*TASK:* All of the entries below are to be repeated word for word.

**** TASK MATERIAL

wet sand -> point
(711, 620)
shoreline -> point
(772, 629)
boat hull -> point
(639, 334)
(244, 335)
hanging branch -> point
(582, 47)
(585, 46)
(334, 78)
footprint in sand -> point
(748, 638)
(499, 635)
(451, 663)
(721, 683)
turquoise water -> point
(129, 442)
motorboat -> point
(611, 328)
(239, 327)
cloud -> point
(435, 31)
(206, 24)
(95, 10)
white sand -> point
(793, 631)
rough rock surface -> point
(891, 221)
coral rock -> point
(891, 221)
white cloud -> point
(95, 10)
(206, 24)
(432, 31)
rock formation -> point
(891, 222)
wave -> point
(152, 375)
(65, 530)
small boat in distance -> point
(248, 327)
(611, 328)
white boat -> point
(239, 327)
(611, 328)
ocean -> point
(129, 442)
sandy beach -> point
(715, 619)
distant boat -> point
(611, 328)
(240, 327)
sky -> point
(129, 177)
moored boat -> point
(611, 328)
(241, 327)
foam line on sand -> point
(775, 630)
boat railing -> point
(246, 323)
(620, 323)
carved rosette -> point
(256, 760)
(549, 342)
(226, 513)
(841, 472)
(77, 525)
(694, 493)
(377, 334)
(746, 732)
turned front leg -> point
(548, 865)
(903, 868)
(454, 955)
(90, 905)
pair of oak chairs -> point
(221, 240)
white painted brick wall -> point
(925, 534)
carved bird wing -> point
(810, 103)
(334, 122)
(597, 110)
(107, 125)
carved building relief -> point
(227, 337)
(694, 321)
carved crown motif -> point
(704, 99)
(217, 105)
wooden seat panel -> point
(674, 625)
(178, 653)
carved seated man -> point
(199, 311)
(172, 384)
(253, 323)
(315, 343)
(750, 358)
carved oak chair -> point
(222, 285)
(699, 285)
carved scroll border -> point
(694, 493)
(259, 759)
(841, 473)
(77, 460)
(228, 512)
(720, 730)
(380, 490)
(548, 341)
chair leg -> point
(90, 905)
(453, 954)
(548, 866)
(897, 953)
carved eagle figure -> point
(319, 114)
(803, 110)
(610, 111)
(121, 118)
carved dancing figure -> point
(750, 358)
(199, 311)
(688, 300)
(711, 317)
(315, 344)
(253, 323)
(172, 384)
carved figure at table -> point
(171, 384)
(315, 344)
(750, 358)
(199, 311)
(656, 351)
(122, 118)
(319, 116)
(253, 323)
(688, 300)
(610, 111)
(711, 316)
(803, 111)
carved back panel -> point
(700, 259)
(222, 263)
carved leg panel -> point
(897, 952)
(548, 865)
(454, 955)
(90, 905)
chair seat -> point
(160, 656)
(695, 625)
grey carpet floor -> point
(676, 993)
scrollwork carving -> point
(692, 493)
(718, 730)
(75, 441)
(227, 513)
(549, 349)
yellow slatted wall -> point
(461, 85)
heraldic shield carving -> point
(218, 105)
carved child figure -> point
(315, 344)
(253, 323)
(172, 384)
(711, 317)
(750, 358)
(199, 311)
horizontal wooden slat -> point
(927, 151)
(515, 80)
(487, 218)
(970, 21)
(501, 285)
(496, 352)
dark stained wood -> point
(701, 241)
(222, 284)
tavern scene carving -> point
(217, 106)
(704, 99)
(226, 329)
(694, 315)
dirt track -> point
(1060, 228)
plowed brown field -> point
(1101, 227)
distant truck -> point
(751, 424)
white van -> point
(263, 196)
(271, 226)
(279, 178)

********

*FINISHED EXERCISE:*
wet sand -> point
(711, 620)
shoreline -> point
(772, 629)
boat hull -> point
(639, 334)
(244, 335)
hanging branch -> point
(582, 47)
(585, 46)
(334, 78)
footprint in sand -> point
(748, 638)
(499, 635)
(451, 663)
(721, 683)
turquoise water -> point
(129, 442)
motorboat -> point
(611, 328)
(239, 327)
cloud -> point
(435, 31)
(206, 24)
(95, 10)
white sand -> point
(793, 631)
rough rock surface -> point
(891, 221)
coral rock -> point
(891, 221)
white cloud -> point
(95, 10)
(206, 24)
(432, 31)
rock formation -> point
(891, 222)
wave -> point
(152, 375)
(65, 530)
small boat in distance -> point
(248, 327)
(611, 328)
white boat -> point
(239, 327)
(611, 328)
ocean -> point
(129, 442)
sandy beach -> point
(715, 619)
distant boat -> point
(611, 328)
(240, 327)
sky -> point
(129, 177)
moored boat -> point
(611, 328)
(241, 327)
foam line on sand -> point
(775, 630)
boat railing -> point
(246, 323)
(620, 323)
carved rosette -> point
(256, 760)
(549, 342)
(226, 513)
(841, 472)
(77, 525)
(694, 493)
(377, 334)
(746, 732)
turned front leg -> point
(548, 865)
(903, 868)
(454, 955)
(90, 905)
pair of oak chairs -> point
(221, 240)
white painted brick wall -> point
(925, 534)
carved bird wing -> point
(810, 103)
(334, 122)
(597, 110)
(107, 125)
carved building relief -> point
(227, 337)
(694, 321)
carved crown motif -> point
(704, 99)
(217, 105)
wooden seat panel -> point
(674, 625)
(178, 653)
carved seated man -> point
(199, 311)
(172, 384)
(253, 323)
(315, 343)
(750, 358)
carved oak chair -> point
(222, 285)
(699, 285)
carved scroll border -> point
(694, 493)
(259, 759)
(841, 473)
(77, 460)
(228, 512)
(720, 730)
(380, 490)
(548, 341)
chair leg -> point
(90, 905)
(453, 954)
(548, 866)
(897, 953)
carved eagle figure -> point
(319, 114)
(803, 110)
(610, 111)
(121, 118)
carved dancing figure -> point
(750, 358)
(199, 311)
(688, 300)
(711, 317)
(315, 344)
(253, 323)
(172, 384)
carved figure at table -> point
(171, 384)
(315, 344)
(750, 358)
(199, 311)
(656, 351)
(122, 118)
(319, 116)
(253, 323)
(688, 300)
(610, 111)
(711, 316)
(803, 111)
carved back panel -> point
(700, 259)
(222, 263)
carved leg panel -> point
(897, 952)
(548, 865)
(454, 955)
(90, 905)
chair seat -> point
(160, 656)
(695, 625)
grey carpet floor -> point
(676, 993)
scrollwork carving -> point
(692, 493)
(718, 730)
(75, 441)
(227, 513)
(549, 349)
yellow slatted wall -> point
(461, 85)
heraldic shield carving -> point
(218, 105)
carved child figure -> point
(315, 344)
(253, 323)
(172, 384)
(711, 317)
(750, 358)
(199, 311)
horizontal wooden slat -> point
(927, 151)
(515, 80)
(487, 218)
(970, 21)
(501, 285)
(496, 352)
dark stained wood -> point
(701, 241)
(222, 284)
tavern scene carving -> point
(217, 106)
(704, 99)
(226, 329)
(694, 315)
dirt track -> point
(1060, 228)
plowed brown field -> point
(1101, 227)
distant truck -> point
(751, 424)
white van -> point
(263, 196)
(271, 226)
(279, 178)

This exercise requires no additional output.